* **Exercise goal**:
Every entry below must be repeated exactly; skip the pictures.

++++ Task inputs

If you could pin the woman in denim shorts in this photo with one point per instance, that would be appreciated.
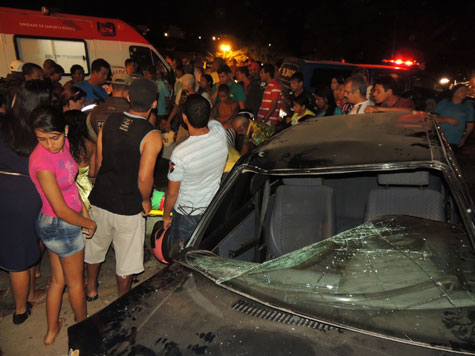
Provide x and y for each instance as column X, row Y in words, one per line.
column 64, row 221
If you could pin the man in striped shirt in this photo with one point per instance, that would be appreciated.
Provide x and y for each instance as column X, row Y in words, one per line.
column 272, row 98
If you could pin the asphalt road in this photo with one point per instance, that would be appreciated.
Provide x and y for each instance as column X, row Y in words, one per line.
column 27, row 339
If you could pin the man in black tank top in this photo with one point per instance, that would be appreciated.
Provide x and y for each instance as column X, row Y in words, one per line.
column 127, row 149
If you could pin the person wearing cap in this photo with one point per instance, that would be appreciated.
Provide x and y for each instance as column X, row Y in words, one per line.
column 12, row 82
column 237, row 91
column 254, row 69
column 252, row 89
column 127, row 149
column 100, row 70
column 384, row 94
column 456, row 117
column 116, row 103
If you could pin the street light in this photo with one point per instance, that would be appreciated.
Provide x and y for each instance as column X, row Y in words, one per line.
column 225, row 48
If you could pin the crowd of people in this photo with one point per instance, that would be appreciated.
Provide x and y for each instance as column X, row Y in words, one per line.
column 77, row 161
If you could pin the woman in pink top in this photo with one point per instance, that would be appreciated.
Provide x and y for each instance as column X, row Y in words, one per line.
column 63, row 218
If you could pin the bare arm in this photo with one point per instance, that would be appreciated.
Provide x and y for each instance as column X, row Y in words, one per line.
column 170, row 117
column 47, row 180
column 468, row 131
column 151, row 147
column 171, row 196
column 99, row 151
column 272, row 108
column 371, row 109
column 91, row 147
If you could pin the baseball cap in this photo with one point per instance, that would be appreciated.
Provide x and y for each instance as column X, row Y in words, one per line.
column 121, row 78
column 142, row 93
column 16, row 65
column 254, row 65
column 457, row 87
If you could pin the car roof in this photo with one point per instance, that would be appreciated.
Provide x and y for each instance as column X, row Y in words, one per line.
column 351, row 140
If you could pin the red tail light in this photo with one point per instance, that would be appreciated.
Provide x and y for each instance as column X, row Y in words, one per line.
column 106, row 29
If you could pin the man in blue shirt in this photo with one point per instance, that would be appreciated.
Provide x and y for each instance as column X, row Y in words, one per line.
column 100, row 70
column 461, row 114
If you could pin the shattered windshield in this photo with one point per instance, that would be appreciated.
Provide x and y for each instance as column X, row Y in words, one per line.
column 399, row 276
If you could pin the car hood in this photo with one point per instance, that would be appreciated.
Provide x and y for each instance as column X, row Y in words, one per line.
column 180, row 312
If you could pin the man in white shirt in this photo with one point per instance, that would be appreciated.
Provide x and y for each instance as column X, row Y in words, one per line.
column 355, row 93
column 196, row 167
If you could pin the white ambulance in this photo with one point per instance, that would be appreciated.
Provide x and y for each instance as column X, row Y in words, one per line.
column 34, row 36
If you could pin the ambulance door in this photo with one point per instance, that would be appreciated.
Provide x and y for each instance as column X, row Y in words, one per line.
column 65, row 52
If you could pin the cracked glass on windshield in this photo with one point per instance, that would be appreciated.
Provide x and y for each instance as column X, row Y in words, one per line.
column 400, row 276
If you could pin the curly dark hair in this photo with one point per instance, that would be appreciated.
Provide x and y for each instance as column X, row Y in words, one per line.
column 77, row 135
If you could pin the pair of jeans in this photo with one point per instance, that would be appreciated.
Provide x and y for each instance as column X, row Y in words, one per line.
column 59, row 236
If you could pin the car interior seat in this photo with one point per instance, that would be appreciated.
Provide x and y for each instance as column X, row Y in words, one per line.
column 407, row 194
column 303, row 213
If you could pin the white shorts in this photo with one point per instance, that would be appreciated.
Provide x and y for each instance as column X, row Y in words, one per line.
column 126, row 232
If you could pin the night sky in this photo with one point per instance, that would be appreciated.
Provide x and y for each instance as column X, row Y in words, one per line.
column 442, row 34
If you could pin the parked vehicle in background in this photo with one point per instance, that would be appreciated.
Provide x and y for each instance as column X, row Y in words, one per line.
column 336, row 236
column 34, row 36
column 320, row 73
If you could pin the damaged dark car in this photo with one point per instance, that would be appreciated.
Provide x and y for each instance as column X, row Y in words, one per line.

++++++++

* **Task result**:
If you could pin the woman in denim shorts in this photo with one point per instance, that would be appreciated.
Provide x and y for each instance as column X, row Y in words, one per line.
column 64, row 221
If you could pin the man in striped shirt in this photo with one point per instance, that would be appreciated.
Provide x and y for each instance as column X, row Y in words, one per line.
column 272, row 98
If you could pin the asphalt road in this photo with one point per instance, that would be appreciated.
Provide x and y for each instance as column X, row Y in words, one per line.
column 27, row 339
If you could pin the man in black tank top in this photo with one point per instance, that would be appreciated.
Provide x and y for each instance as column X, row Y in words, one per line.
column 127, row 149
If you could pin the person wearing cap in this photo with one point per instance, that would be appreciated.
Provide x and y for each instance as column X, row Y in words, one per line.
column 12, row 82
column 237, row 91
column 254, row 69
column 252, row 89
column 127, row 149
column 100, row 70
column 384, row 94
column 456, row 117
column 116, row 103
If you could pin the street light in this photo with one point per instance, that would be appreciated.
Provide x and y for each instance as column X, row Y in words, one per line.
column 225, row 48
If you could pin the crowd of people in this photo with one point per instance, that would be appreciated.
Provide x and y for each instance as column X, row Y in words, one per line.
column 77, row 161
If you could pin the woman in pink top in this photo with one point per instance, that would be appreciated.
Provide x and y for each instance as column X, row Y in words, one per line.
column 63, row 218
If you could pin the bare arm in this photo with one point per instance, that would be appreciated.
Provide x and y for each instance as column X, row Y in words, one per line.
column 170, row 117
column 47, row 180
column 468, row 131
column 151, row 147
column 171, row 196
column 99, row 151
column 272, row 108
column 371, row 109
column 91, row 147
If you could pin the baseball cap in this photo with one point per instance, that would be appreciated.
Provide x and y for each instance as column X, row Y in words, one per line.
column 121, row 78
column 142, row 93
column 16, row 65
column 254, row 65
column 457, row 87
If you could pin the car roof in this photo with one point per instance, that would be appreciated.
Provide x and y for each instance as column X, row Y in words, one per line.
column 351, row 140
If you could pin the red tail light in this photo with one point per instance, that would be appreciated.
Provide x and y for each instance as column X, row Y in words, one per line.
column 106, row 29
If you could pin the man in blue shirt in this photo with one point per instance, that would be appreciated.
Provide x and y for each instance as column X, row Y in words, one per line.
column 100, row 70
column 461, row 114
If you could pin the shattered windshield in this photo with one point per instance, that would be appreciated.
Provide x and y for each instance as column X, row Y in words, one per line.
column 399, row 276
If you could pin the car hood in this photo with one point per instance, that would be appreciated.
Provide x and y for each instance as column X, row Y in words, one per line.
column 180, row 312
If you could pin the man in white shirt in this photo with one point per instance, that would be appreciated.
Provide x and y for each instance as column X, row Y in words, one per line.
column 355, row 93
column 196, row 167
If you could pin the white ambulance in this photo with one point per instance, that would be appreciated.
Provide x and y for each instance as column X, row Y in words, one per line.
column 34, row 36
If you could pin the ambulance door in this photo with one point per instance, that would be appreciated.
Provide x and y for each instance as column X, row Y in words, one per line.
column 65, row 52
If you could pin the cracked glass on windshield in this photo with one point per instance, that would be appreciated.
Provide x and y for each instance as column X, row Y in words, one per line.
column 400, row 276
If you could pin the curly dark hair in this photo with one point per instance, that would be appreciated.
Provide x and y for each instance as column X, row Y in words, one per line.
column 77, row 135
If you could pin the pair of jeans in this photo with one point per instance, that would be appreciated.
Provide x and y for each instance as column X, row Y in words, one per line.
column 59, row 236
If you could pin the car interior seat in this photo with one point per instance, that would be appreciated.
Provide x and y for each instance as column X, row Y in words, one per line.
column 407, row 194
column 303, row 213
If you could pin the white shorts in this photo with one point per instance, that would be appreciated.
Provide x and y for each instance as column X, row Y in words, one per line.
column 126, row 232
If you could pin the night sky in this photo with one point per instance, that would be appreciated.
Provide x and y for each instance as column X, row Y in words, one per line.
column 442, row 34
If you could pin the parked vehicle in background in this photo with one point per instance, that would be appreciated.
Provide x and y for each instance as column X, row Y in words, one per line.
column 336, row 236
column 34, row 36
column 320, row 73
If you could pin the damaged dark car in this photo with one point per instance, that would be appreciated.
Provide x and y for each instance as column X, row Y in words, one per line.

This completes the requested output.